What you will do:
1) In the performance measures excerpt, what weight do the overall Corporate performance measures carry for the Manager-Cook Coal Terminal?
2) Rewrite the performance measures excerpt from "and delivered fuel" to "each weighted 12.5%.", replacing "comparable" with "equivalent".

The performance factor shall be zero for any operation whose
lost workdays charged for any single occurrence total 6,000
days or higher.
Tables showing the performance factors and how they relate
to achievement are on page A-9 of the Addendum.
9.8 MANAGER - COOK COAL TERMINAL MEASURES - The Manager-Cook
Coal Terminal (CCT) has, in addition to the overall
Corporate performance measures weighted 25%, two Department
performance measures which are weighted to determine a
single Department performance weighing of 75% for Cook Coal
Terminal. These are:
- Operating costs measured by adjusted cost per ton of
affiliated coal transloaded less other fixed and special
expenses (e.g., harbor dredging), as approved by the SVP-
Fuel Supply, +/- adjustment volumes times $.28/ton -
weighted 75%; and
- Safety incidence rate at CCT for the current year as a
percent of the most recently published incidence rate for
the coal preparation plants - weighted 25%.
The performance factor shall be zero for any operation whose
lost workdays charged for any single occurrence total 6,000
days or higher.
Tables showing the performance factors and how they relate
to achievement are on page A-10.
9.9 MANAGING DIRECTOR - TRANSPORTATION - In addition to the
Corporate performance measures weighted 25% and the overall
Fuel Supply performance measure weighted 20%, there are two
overall transportation department performance criteria
which are weighted to determine a single department
performance factor. These are:
- Transportation cost of fuel delivered comprised of
performance at Cook Coal Terminal (adjusted cost per
ton), River Transportation (adjusted cost per ton mile)
and delivered fuel prices - each weighted 25%; and
- Safety incidence rate at River Transportation and Cook
Coal for the current year as a percent of the most
recently published comparable industry rate for each
location (RTD vs water transportation industry; CCT vs
coal preparation plants) - each weighted 12.5%.
Tables showing the performance factors and how they relate
to achievement are on page A-11.

Entries:

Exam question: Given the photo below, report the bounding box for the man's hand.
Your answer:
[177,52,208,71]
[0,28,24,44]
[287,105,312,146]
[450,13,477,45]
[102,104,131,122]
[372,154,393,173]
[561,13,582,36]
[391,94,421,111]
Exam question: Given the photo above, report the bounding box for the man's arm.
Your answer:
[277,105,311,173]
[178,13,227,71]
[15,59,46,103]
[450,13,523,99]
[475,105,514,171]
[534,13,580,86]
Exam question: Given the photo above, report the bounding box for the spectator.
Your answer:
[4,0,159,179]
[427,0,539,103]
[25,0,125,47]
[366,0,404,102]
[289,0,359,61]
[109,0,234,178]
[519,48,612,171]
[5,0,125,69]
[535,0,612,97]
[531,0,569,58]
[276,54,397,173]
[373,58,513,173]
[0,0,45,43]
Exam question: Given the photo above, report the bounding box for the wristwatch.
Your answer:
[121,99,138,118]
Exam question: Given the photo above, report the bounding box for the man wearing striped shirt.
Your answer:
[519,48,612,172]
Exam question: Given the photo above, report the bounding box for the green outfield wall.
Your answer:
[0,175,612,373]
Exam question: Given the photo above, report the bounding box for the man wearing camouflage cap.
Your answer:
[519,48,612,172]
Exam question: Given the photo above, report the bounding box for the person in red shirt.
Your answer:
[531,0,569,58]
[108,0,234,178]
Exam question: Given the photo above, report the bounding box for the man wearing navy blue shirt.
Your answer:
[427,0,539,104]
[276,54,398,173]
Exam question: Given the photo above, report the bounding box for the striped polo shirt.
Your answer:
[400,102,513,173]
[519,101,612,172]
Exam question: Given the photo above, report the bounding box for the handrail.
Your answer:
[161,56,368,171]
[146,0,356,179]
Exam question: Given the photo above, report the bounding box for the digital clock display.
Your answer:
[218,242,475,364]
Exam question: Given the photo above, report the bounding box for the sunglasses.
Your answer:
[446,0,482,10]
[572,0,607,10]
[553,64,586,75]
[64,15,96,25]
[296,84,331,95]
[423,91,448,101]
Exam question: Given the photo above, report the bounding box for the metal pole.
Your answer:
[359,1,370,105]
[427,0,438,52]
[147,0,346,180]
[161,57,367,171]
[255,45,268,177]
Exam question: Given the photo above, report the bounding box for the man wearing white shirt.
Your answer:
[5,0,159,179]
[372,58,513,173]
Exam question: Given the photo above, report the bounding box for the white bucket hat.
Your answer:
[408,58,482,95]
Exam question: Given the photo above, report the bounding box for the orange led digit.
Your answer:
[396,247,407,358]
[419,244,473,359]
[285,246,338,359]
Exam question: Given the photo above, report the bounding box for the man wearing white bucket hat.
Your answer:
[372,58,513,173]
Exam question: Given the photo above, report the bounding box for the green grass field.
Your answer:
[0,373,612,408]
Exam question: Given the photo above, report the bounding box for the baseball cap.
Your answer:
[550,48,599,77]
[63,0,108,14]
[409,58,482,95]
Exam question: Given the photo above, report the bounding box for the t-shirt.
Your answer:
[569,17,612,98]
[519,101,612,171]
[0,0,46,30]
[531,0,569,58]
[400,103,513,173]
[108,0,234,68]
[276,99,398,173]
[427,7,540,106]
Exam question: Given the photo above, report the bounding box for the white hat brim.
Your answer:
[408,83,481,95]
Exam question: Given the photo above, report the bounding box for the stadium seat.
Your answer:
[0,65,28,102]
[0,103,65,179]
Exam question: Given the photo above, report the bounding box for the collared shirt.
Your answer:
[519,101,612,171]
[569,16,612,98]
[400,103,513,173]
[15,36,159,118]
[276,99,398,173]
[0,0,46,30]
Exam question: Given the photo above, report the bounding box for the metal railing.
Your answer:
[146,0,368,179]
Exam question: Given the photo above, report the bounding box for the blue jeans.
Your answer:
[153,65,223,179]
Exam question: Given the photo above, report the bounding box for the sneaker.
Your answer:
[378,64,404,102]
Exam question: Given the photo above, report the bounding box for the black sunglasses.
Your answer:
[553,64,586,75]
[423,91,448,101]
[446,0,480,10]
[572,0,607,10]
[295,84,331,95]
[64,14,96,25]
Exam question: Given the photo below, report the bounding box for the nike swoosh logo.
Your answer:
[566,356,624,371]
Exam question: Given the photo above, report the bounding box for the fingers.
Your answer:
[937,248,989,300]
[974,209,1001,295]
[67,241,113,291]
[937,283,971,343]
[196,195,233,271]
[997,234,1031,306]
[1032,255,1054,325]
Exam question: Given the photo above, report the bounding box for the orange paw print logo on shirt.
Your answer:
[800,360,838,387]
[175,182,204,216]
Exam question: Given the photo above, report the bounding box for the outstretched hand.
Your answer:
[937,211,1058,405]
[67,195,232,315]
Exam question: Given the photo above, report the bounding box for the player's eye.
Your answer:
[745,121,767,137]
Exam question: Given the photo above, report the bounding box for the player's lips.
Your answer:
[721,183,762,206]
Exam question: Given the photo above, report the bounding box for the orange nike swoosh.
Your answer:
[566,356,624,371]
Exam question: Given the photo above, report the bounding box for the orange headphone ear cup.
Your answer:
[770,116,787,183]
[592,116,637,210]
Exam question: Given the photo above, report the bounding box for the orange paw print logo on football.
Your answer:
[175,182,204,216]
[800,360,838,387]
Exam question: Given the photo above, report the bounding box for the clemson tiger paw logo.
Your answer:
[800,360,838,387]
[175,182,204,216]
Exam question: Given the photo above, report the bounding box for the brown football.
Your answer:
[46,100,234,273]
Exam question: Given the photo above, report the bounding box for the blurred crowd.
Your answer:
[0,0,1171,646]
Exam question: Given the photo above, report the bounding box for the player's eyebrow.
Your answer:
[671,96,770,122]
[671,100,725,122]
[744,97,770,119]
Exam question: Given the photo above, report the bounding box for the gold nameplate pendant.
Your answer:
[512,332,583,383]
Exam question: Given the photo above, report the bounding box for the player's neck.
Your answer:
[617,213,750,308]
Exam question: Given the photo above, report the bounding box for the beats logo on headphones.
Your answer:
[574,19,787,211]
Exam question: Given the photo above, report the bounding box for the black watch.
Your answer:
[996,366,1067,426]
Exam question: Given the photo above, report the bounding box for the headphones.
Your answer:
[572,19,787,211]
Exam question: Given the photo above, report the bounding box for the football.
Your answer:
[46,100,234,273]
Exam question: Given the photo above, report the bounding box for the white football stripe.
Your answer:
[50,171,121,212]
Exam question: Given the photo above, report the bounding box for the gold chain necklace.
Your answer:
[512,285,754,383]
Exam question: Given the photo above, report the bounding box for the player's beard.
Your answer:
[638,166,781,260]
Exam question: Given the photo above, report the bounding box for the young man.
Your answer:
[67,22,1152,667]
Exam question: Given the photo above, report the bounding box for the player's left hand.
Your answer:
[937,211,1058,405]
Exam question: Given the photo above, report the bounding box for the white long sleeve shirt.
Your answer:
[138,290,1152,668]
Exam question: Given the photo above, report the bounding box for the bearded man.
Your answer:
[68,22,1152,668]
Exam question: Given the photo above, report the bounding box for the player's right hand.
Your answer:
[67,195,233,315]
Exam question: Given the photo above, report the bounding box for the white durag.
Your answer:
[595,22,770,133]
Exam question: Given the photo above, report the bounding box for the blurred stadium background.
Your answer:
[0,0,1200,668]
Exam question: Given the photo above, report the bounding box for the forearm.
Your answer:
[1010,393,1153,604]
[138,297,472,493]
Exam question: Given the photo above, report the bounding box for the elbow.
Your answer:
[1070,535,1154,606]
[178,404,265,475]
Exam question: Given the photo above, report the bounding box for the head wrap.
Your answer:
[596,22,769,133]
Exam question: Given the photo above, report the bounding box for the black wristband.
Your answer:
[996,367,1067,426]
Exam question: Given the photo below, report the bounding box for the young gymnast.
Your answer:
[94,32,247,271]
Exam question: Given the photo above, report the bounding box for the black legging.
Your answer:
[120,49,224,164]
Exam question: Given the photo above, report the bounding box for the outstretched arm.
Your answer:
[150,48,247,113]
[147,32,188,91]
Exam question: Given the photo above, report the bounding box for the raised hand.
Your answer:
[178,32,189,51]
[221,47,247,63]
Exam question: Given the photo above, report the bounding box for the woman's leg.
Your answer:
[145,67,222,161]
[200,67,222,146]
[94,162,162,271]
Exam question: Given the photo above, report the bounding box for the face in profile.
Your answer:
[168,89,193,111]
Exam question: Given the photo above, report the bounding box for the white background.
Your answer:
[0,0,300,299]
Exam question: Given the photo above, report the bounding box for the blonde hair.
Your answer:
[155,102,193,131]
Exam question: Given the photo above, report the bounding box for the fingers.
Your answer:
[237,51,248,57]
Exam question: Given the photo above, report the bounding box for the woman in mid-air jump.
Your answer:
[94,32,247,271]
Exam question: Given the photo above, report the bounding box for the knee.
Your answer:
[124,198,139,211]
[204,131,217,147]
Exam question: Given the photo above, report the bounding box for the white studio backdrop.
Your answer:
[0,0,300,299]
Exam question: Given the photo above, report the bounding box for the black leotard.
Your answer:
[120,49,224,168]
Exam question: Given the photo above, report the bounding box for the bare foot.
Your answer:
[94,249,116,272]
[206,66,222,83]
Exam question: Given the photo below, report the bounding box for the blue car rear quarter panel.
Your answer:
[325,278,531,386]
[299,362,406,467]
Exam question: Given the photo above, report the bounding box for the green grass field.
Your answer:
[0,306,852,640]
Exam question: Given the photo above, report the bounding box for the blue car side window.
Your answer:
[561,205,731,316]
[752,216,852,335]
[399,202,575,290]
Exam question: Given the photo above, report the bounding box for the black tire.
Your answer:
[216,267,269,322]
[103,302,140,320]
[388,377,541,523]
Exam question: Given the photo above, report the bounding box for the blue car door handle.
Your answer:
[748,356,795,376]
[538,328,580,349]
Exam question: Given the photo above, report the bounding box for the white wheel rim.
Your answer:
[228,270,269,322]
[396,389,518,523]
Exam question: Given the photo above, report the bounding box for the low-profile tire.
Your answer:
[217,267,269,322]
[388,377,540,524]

Exercise responses:
1) 25%

2)
and delivered fuel prices - each weighted 25%; and
- Safety incidence rate at River Transportation and Cook
Coal for the current year as a percent of the most
recently published equivalent industry rate for each
location (RTD vs water transportation industry; CCT vs
coal preparation plants) - each weighted 12.5%.